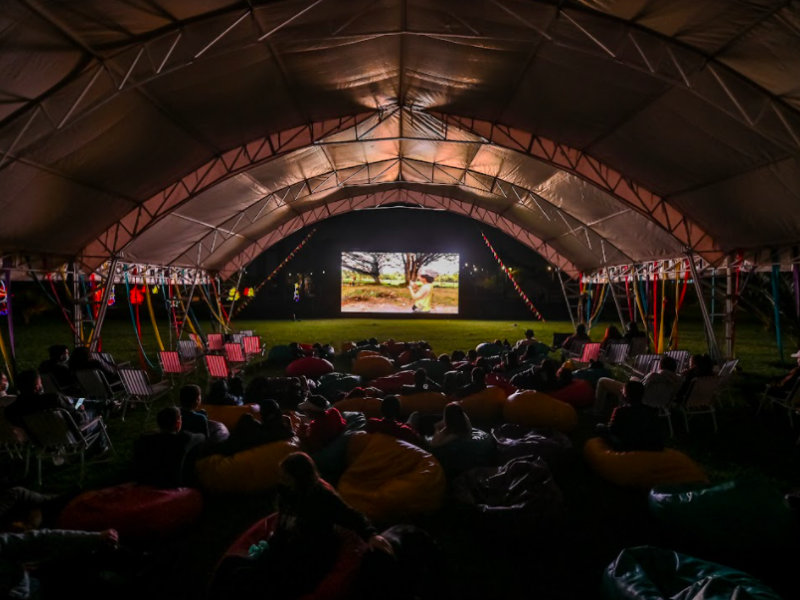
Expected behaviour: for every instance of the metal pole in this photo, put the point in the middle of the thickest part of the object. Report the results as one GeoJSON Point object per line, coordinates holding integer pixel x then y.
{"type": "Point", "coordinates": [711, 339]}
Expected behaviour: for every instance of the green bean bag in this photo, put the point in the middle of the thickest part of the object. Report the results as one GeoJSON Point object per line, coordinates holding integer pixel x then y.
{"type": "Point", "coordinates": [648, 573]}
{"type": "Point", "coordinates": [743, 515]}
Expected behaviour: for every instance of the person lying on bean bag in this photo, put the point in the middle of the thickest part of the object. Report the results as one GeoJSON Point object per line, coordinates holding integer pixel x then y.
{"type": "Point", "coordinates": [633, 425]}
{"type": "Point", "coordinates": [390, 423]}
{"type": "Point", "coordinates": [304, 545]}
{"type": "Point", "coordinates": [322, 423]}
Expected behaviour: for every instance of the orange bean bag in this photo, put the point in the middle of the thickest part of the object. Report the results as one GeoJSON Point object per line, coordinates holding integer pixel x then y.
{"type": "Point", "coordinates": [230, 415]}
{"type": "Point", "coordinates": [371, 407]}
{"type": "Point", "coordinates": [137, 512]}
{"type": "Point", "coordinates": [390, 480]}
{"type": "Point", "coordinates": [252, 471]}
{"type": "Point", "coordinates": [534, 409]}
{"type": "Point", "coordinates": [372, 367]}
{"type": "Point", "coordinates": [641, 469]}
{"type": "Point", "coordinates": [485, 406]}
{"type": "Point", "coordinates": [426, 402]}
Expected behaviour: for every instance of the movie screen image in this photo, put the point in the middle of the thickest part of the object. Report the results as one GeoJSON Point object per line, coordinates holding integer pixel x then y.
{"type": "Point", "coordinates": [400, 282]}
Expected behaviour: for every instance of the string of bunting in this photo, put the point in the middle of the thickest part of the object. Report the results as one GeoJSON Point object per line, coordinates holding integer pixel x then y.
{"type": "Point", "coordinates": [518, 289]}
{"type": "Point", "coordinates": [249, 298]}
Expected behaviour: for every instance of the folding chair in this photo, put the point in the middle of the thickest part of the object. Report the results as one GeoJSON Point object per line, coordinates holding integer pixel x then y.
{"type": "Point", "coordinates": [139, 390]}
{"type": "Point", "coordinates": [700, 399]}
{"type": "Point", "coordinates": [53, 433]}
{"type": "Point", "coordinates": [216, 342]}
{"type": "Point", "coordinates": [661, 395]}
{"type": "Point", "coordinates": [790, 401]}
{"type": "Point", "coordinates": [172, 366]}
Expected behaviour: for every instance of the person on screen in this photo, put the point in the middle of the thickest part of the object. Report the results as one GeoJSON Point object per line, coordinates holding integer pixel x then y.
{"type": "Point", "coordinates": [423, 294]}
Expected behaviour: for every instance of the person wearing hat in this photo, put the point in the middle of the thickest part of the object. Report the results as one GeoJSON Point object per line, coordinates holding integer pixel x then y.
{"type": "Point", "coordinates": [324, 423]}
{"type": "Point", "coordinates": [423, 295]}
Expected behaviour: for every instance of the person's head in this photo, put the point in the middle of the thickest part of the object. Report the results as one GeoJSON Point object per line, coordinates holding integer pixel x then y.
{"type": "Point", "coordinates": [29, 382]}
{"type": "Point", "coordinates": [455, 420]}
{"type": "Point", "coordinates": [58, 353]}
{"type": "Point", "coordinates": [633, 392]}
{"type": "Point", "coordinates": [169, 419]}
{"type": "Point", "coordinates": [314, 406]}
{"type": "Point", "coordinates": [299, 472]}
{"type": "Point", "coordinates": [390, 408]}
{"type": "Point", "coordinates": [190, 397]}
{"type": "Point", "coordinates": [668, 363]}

**Task brief**
Without the pictures, print the records in full, exactly as they appear.

**Answer for the task**
Expected behaviour: for every instance of the metal pole in this photo, put the point in the middle of the thickest part of the object. Report the results as one GeoJSON Point object per line, coordinates holding integer pixel x then y.
{"type": "Point", "coordinates": [711, 339]}
Expected behaviour: for every instance of the green bean bag in this photo, put the point in the middle of the thickest part of the object. Report the results as one GeoJSON Point object per line, coordinates holding integer pixel x then y.
{"type": "Point", "coordinates": [648, 573]}
{"type": "Point", "coordinates": [743, 515]}
Expected behaviour: for every instance of the person lying on bean bag in this photo, put the point in the middle of the thickest part of the object. Report the results as one GeoJSON Point object per line, coordinates holding integer pixel x then y.
{"type": "Point", "coordinates": [633, 425]}
{"type": "Point", "coordinates": [390, 423]}
{"type": "Point", "coordinates": [304, 545]}
{"type": "Point", "coordinates": [322, 423]}
Expected behaviour: for every instance of the orange bean bag in this photo, put the point in the middle of the thickest part of the object. Report the results as one GeoJSON Point object per line, coordinates holding integer pixel x then y.
{"type": "Point", "coordinates": [230, 415]}
{"type": "Point", "coordinates": [371, 407]}
{"type": "Point", "coordinates": [137, 512]}
{"type": "Point", "coordinates": [390, 480]}
{"type": "Point", "coordinates": [252, 471]}
{"type": "Point", "coordinates": [534, 409]}
{"type": "Point", "coordinates": [372, 367]}
{"type": "Point", "coordinates": [641, 469]}
{"type": "Point", "coordinates": [485, 406]}
{"type": "Point", "coordinates": [426, 402]}
Expected behaviour: for every instance of the movie screen image in this photo, put the point in the middle of the thickest part of the object. Report the results as one GeoJSON Point object per line, coordinates holding integer pixel x then y.
{"type": "Point", "coordinates": [400, 282]}
Expected behaviour: for every instance of the string of bunting in this photo, put the point in the middle of the thickest part of the object. Report the results as one GeoJSON Point object per line, coordinates holding integer pixel x then y.
{"type": "Point", "coordinates": [518, 289]}
{"type": "Point", "coordinates": [249, 298]}
Expected behaviour: for every instance of the folding chair in this photo, put the point in the middle of the thickest part of the object. Report the results as one GeoJSON Point object per line, coordinates holding integer pixel x then y.
{"type": "Point", "coordinates": [139, 390]}
{"type": "Point", "coordinates": [700, 399]}
{"type": "Point", "coordinates": [53, 433]}
{"type": "Point", "coordinates": [216, 342]}
{"type": "Point", "coordinates": [661, 395]}
{"type": "Point", "coordinates": [790, 401]}
{"type": "Point", "coordinates": [172, 366]}
Expected behaviour: for every instance of the person on screen in this photo, put the point in the middle of the thickest part of the object. Report the results as one GeoJSON Point object per line, coordinates holding integer pixel x then y.
{"type": "Point", "coordinates": [423, 294]}
Expected behaviour: for every instance of the person wearing hat in this photo, put the point in the middle of the thickest part of the object. Report the results as one GeoJSON Point object per line, coordinates holding integer pixel x then y.
{"type": "Point", "coordinates": [324, 423]}
{"type": "Point", "coordinates": [423, 295]}
Expected behaviour: for every instance of the person's head in this photo, put the point in the middle of the thickest part of the object. Report the results as one GeoJSON Point object per line, coordinates holding integer pixel x then y.
{"type": "Point", "coordinates": [29, 382]}
{"type": "Point", "coordinates": [455, 420]}
{"type": "Point", "coordinates": [58, 353]}
{"type": "Point", "coordinates": [633, 392]}
{"type": "Point", "coordinates": [169, 419]}
{"type": "Point", "coordinates": [314, 406]}
{"type": "Point", "coordinates": [299, 472]}
{"type": "Point", "coordinates": [390, 408]}
{"type": "Point", "coordinates": [190, 397]}
{"type": "Point", "coordinates": [668, 363]}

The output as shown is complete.